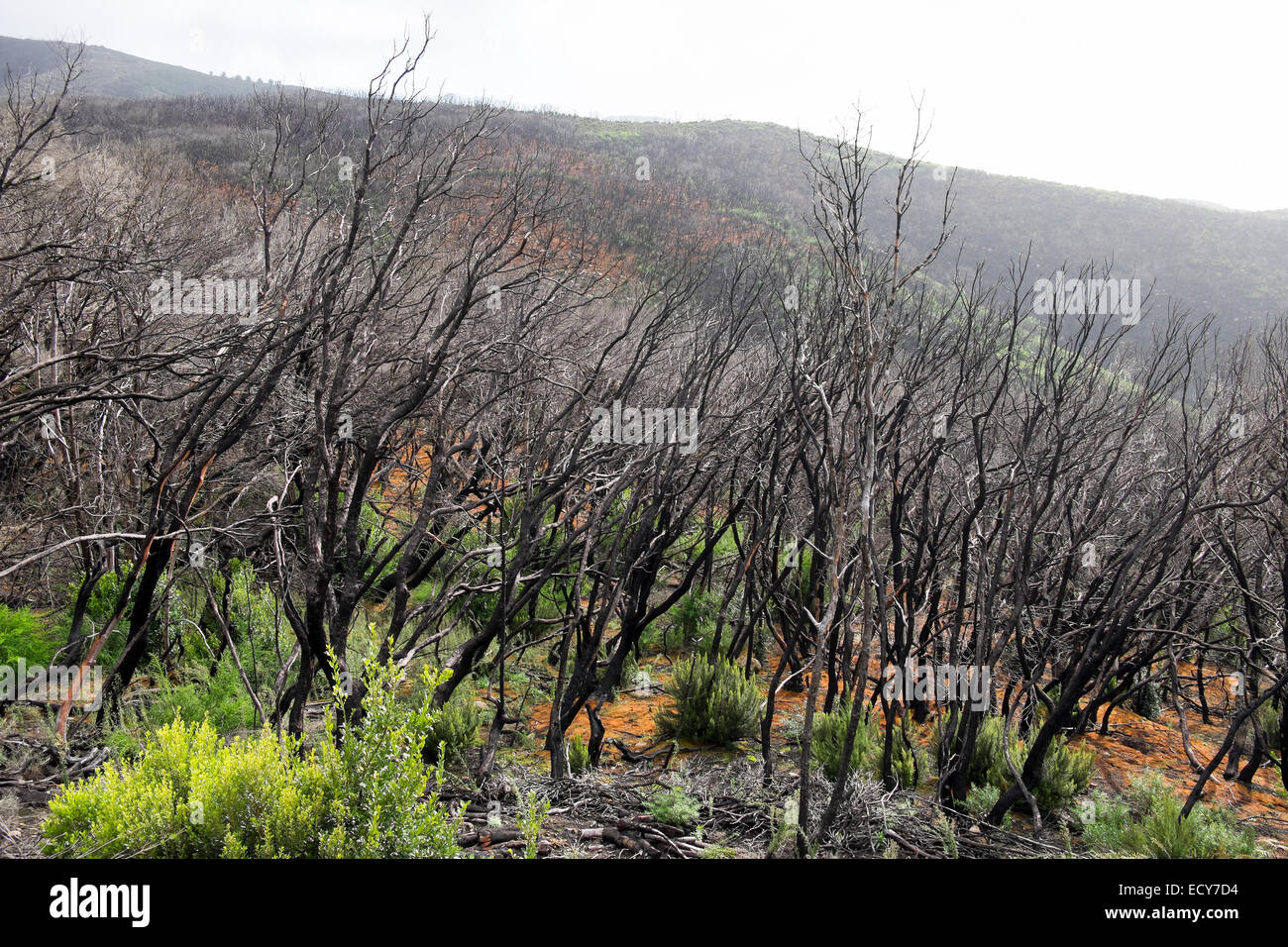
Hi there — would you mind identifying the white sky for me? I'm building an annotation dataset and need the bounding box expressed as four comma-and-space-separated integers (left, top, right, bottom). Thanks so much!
10, 0, 1288, 210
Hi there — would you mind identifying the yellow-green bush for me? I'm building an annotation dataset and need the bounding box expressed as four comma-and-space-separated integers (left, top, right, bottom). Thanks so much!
44, 663, 458, 858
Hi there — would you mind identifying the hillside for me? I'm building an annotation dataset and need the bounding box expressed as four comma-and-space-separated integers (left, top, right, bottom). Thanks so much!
0, 38, 1288, 333
0, 36, 290, 99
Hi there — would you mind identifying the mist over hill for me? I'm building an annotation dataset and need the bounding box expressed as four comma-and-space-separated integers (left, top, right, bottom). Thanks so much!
0, 38, 1288, 330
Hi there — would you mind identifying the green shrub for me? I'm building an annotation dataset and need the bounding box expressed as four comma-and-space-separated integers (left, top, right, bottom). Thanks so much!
966, 786, 1002, 818
1083, 775, 1257, 858
143, 659, 255, 733
814, 699, 923, 789
890, 725, 924, 789
425, 682, 483, 766
1033, 736, 1096, 811
970, 715, 1024, 789
812, 698, 881, 783
648, 786, 702, 828
656, 655, 764, 746
43, 661, 456, 858
0, 605, 56, 668
568, 733, 590, 776
970, 715, 1095, 811
670, 591, 720, 648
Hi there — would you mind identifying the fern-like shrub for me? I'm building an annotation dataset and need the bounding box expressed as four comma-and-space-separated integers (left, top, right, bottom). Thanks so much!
656, 655, 764, 746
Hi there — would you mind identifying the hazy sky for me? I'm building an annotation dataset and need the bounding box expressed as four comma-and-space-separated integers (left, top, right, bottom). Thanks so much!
☆ ☆ ☆
- **Aim of the task**
Present the records above as a Markdown table with a "Row" column for the row number and a "Text" column for each line, skipping blank lines and leaving out the pictures.

- **Result**
| Row | Text |
|---|---|
| 1 | Hi there — would you mind identifying the white sky for me? I'm building an annotation dataset and need the bounding box expressed as four comma-and-space-separated integers (left, top, right, bottom). Thanks so much! |
| 2 | 10, 0, 1288, 210 |
| 3 | Hi there — would you mind identifying the yellow-green bush for me? I'm building an annotation dataset and need the bounding box expressed as four comma-and-space-separated integers (left, top, right, bottom). Thanks so much! |
| 4 | 44, 663, 458, 858 |
| 5 | Hi there — would you mind identifying the hillside for me? I'm building an annotation dataset and need the bounding box expressed as four comma-and-space-separated integers (left, top, right, bottom). Thanks so much! |
| 6 | 0, 38, 1288, 333 |
| 7 | 0, 36, 290, 99 |
| 8 | Hi there — would you mind identifying the mist over hill for me? I'm building an annotation dataset and need the bounding box expressed as four comma-and-space-separated integers (left, top, right, bottom). Thanks so much! |
| 9 | 0, 38, 1288, 330 |
| 10 | Hi there — would you mind identifying the green shrub for me? I'm building an annotation dataset and need the bounding box expressed as four comma-and-space-separated integers (left, top, right, bottom). Thanks so much! |
| 11 | 966, 786, 1002, 818 |
| 12 | 1083, 775, 1257, 858 |
| 13 | 143, 659, 255, 733 |
| 14 | 814, 699, 923, 789 |
| 15 | 890, 725, 924, 789 |
| 16 | 425, 682, 483, 766 |
| 17 | 1033, 736, 1096, 811 |
| 18 | 970, 715, 1024, 789 |
| 19 | 812, 698, 881, 783 |
| 20 | 648, 786, 702, 828 |
| 21 | 656, 655, 764, 746 |
| 22 | 43, 661, 456, 858 |
| 23 | 0, 605, 56, 668 |
| 24 | 568, 733, 590, 776 |
| 25 | 970, 715, 1095, 811 |
| 26 | 670, 591, 720, 648 |
| 27 | Hi there — would you mind identifying the fern-like shrub for me? I'm building an annotation dataset and need the bounding box expressed as four comma-and-space-separated integers (left, top, right, bottom). Thanks so much! |
| 28 | 656, 655, 764, 746 |
| 29 | Hi there — would you mind identifying the hazy sky for me? I'm building an annotation dataset and need the bounding box expressed as four comma-and-space-separated integers (left, top, right, bottom). Thanks so much! |